## Document extract
_ _ _

In relation to value added production, Obama is already one step in the right direction, by pushing for agricultural productivity up on the international agenda. First a few cautions. A focus on agricultural productivity should not become a cover for foreign private companies to grab lands or impose expensive, input intensive methods in the name of modernisation. The issue of land-grab is particularly worrying. A recent study by the FAO of 5 African countries, including Ghana showed that in the name of promoting foreign direct investment 2.5mn hectares of land of sizes exceeding 1000 hectares have recently been sold off to foreign investors in 5 countries, with single acquisitions as large as 450,000 hectares (Madagascar), 400,000 (Ghana) , most of it used for biofuel production. Total investment commitments for land acquisitions of over 1000 hectares have exceeded $1bn from 2004 to date. The myth that Africa is a continent of land abundance, with no claimants is dangerous for the future peace but also for social equity.

On the more positive side, Obama has the means in the form of AGOA and the Millennium Challenge fund to demonstrate his support for a focus on value added production. To do so however will require a radical review of both instruments. As they currently stand they achieve the opposite goals. The eligibility criteria discourage and undermine Africa's capacity to produce by imposing US intellectual property rights protection regimes, imposing privatization, insisting that governments are not directly engaged in economic activities, by discouraging them from using industrial policies to move out of commodity dependence and by using technical assistance as a means to cajole governments to implement trade liberalisation policies which directly undermine the goal of diversifying their economies. The view that liberalisation at all costs is good for the economy has now been shown to be false. This applies even more to African countries. If Obama does really mean to promote value added production in Africa he should indicate that the era of the extremes of economic ideology is over; that Africans are unlikely to ever break out of primary commodity production and joblessness without an active but balanced role of the state in investments, manufacturing and in enhancing their share of the value chain.

Such a strategy already exists in Africa. In 2004, the African Union, the African Ministers of Industry, and NEPAD adopted an African Productivity Capacity Initiative (ACPI), aimed precisely at a wise use of industrial policy and public/private investments aimed at value added production. Such a strategy cannot succeed without targeted and time bound infant industry protection, including more pragmatic use of trade policy. Obama should indicate support for such approaches and align his strategy for agriculture with this African-driven initiative. Such a support, even with modest financial means, will be invaluable politically and in terms of the policy space. He should indicate to the IMF and the World Bank that the neoliberal development model they work with has been put out of date by the global poverty, financial and trading crisis.

Obama must continue to emphasise the personal responsibility of African leaders and African people. He should ask them to do more with what they have, mobilise more resources from within, stamp out corruption and live less lavishly. He should commend Prof Mills for the small size of his motorcade; for not moving into the ridiculously luxurious new presidential palace built with huge loans (as people hungered). He should remind African and all other parliamentarians that they do not have a right to a standard of living several times the average of their populations. He should discourage African politicians from being businessmen- a clear root to conflict of interest and corruption. They should make a choice between public service and personal profit seeking. He should remind them that the only way to measure their worth to their citizens is the extent to which citizens have jobs, have access to healthcare, education, water and personal protection - not the sophistication of their limousines and life styles.

Above all, he should remind himself and us all that the wind of change that began in Accra in 1957 sweeping across the African continent, suppressed for several decades, may well be on the rise again. Who better to understand this, than Barrack Hussein Obama.

_ _ _

Pointing dataset records:
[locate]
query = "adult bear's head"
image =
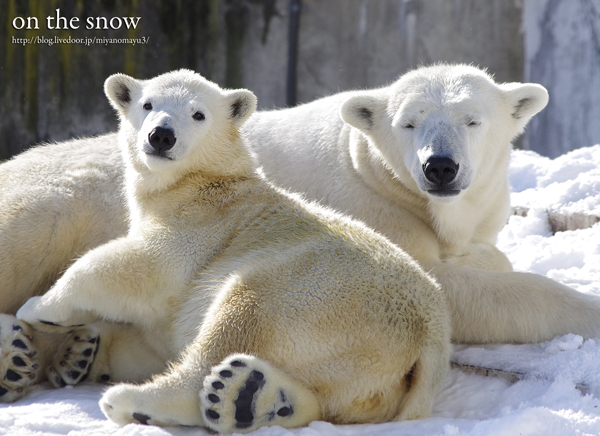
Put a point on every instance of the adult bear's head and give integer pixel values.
(446, 128)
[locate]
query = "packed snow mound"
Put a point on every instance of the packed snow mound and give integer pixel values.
(568, 184)
(547, 402)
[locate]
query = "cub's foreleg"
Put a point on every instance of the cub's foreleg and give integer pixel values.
(119, 281)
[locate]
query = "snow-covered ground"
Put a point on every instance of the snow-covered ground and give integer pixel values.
(546, 403)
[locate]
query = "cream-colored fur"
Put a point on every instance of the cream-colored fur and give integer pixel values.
(333, 321)
(62, 199)
(363, 153)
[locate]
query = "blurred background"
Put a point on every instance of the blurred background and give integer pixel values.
(293, 51)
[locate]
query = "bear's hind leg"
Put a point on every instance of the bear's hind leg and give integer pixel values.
(244, 393)
(74, 357)
(19, 359)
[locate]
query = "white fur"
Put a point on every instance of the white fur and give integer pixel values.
(339, 323)
(366, 159)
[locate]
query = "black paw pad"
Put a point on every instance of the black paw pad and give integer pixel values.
(244, 415)
(212, 414)
(17, 343)
(73, 374)
(141, 418)
(284, 411)
(12, 376)
(18, 361)
(59, 381)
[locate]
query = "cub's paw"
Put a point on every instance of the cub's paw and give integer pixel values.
(244, 393)
(151, 404)
(19, 359)
(74, 358)
(51, 317)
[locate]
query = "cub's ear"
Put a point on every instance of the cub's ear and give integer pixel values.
(119, 89)
(363, 111)
(526, 100)
(242, 104)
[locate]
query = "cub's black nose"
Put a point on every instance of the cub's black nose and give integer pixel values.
(440, 170)
(162, 139)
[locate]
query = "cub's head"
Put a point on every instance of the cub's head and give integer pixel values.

_ _ _

## Things to do
1. Transcribe everything in the essay on Obama and Africa from "Above all, he" down to "Barrack Hussein Obama.".
2. According to the essay on Obama and Africa, in what year did the African Union, the African Ministers of Industry, and NEPAD adopt the African Productivity Capacity Initiative?
The rows play no part in what is asked here.

## Results in order
1.
Above all, he should remind himself and us all that the wind of change that began in Accra in 1957 sweeping across the African continent, suppressed for several decades, may well be on the rise again. Who better to understand this, than Barrack Hussein Obama.

2. 2004